Count the lines in the entries below that contain the word "receives". Reply with that number alone.
-------- Data entries
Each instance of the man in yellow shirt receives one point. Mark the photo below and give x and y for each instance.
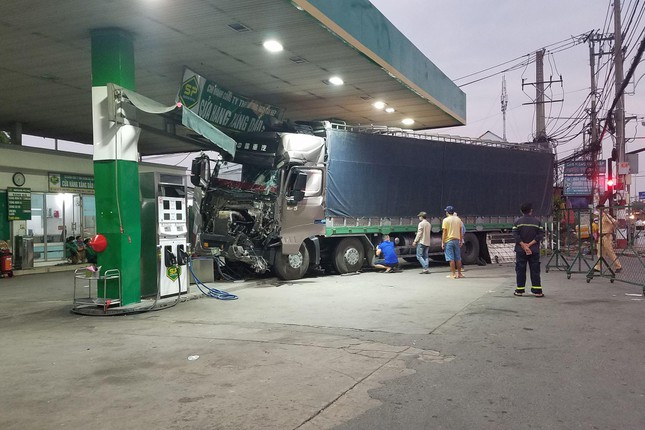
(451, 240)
----------------
-------- Data entries
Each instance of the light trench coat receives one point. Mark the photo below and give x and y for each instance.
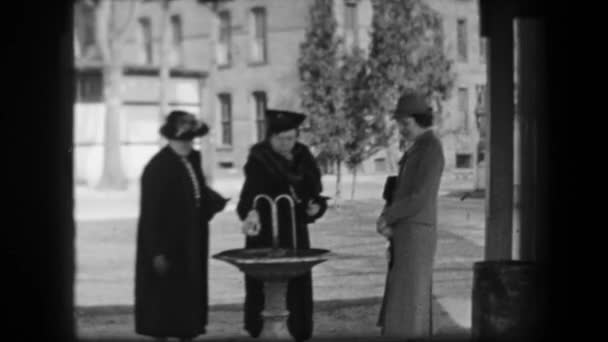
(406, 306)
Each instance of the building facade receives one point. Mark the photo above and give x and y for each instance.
----------------
Expected answer =>
3